**Written request A**
Answer these about the forum welcome thread:
(i) What question does ohdear ask scorpio85?
(ii) What does The Prodigy say WF is like?
(iii) What does scorpio85 say about their eyes in the Aug 8 post?
**Written request B**
In the forum welcome thread, why does The girl left behind... say scorpio85's eyes must be damaged beyond repair? Please answer in one to three sentences.
**Written request C**
Reproduce the forum welcome thread starting with "what do you" and going on through "Sam (Aug 7, 2008)", switching each "closet" to "attic".

**Extracted text**
# Hey there



## scorpio85 (Aug 7, 2008)

Hey everyone,

I must admit that I am quite new to this whole online community thing, being sort of a closet writer and all. I'm sure i will be delighted to have finally made the plunge and look forward to getting feedback from all of you on my work. 

Until then see ya!


----------



## alanmt (Aug 7, 2008)

glad you came out of the closet!  welcome!


----------



## ash somers (Aug 7, 2008)

hi and welcome


----------



## ohdear (Aug 7, 2008)

It must be dark writing in the closet.
what do you write?
online groups are highly addictive.....*grin* you may never get back into the closet to write again. *wink* you have been warned.


----------



## Sam (Aug 7, 2008)

Welcome to the forum, Scorpio. I'm sure you'll like it here.


----------



## terrib (Aug 7, 2008)

glad to have you, scorpio


----------



## SparkyLT (Aug 7, 2008)

Hey and welcome, Scorp. Nice having you. I used to be a closet writer, but this is much more fun! Hope you enjoy yourself.


----------



## The girl left behind... (Aug 7, 2008)

A closet writer?? My dear, there is such a thing as a kitchen table and chair!! You don't have to hide in the closet!!! You must have been the middle child... I am glad you have found us, your eyes must be damaged beyond repair now because of the dark.... tsk tsk, no worries, we don't descriminate against the blind here.
Welcome!!!


----------



## WriterDude (Aug 7, 2008)

Some of us likes the closet. It's cozy there. And eyes are overrated. :mrgreen:


----------



## Shinn (Aug 7, 2008)

Hi there and welcome.


----------



## The Prodigy (Aug 7, 2008)

WF is like a closet - a big one, still dark and scary, and everyone writes. Yeah, think you'll fit in nicely. Welcome to WF.


----------



## Sen Yama (Aug 7, 2008)

welcome!


----------



## moderan (Aug 7, 2008)

Greetings.


----------



## scorpio85 (Aug 8, 2008)

Well thanks everyone. What a warm welcome. That's all for now my eyes are still adjusting to the light!


----------



## Nickie (Aug 9, 2008)

Hello to you, Scorpio, and welcome to the forum!


Nickie


----------



## flashgordon (Aug 9, 2008)

Welcome to the forum, lots of helpful people here.


----------

Excerpts of data with labeled regions:

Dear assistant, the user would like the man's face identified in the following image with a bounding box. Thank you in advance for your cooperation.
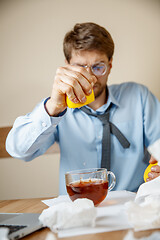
[70,50,112,98]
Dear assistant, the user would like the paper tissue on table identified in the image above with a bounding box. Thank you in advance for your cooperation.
[39,198,96,232]
[125,139,160,231]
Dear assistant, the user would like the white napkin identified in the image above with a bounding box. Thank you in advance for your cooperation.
[125,139,160,231]
[123,231,160,240]
[39,198,96,232]
[0,227,9,240]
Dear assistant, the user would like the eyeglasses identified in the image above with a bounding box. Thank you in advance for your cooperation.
[72,62,107,76]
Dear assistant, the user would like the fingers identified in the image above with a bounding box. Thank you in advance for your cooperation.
[149,156,157,164]
[55,65,96,103]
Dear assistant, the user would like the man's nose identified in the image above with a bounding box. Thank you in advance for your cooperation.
[85,65,93,74]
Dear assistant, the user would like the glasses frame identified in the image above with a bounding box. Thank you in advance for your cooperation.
[71,62,108,76]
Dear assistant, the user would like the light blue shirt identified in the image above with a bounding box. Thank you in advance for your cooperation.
[6,83,160,194]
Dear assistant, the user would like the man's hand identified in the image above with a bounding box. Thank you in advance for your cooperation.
[146,156,160,182]
[45,64,97,116]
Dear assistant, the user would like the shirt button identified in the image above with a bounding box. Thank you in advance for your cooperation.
[42,122,47,127]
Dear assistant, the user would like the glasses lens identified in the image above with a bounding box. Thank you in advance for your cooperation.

**Exercise output A**
(i) "what do you write?"
(ii) A closet: a big one, still dark and scary, where everyone writes.
(iii) Their eyes are still adjusting to the light.

**Exercise output B**
She says their eyes must be damaged beyond repair because of the dark. She is joking that scorpio85, a self-described closet writer, has been writing in a dark closet.

**Exercise output C**
what do you write?
online groups are highly addictive.....*grin* you may never get back into the attic to write again. *wink* you have been warned.


----------



## Sam (Aug 7, 2008)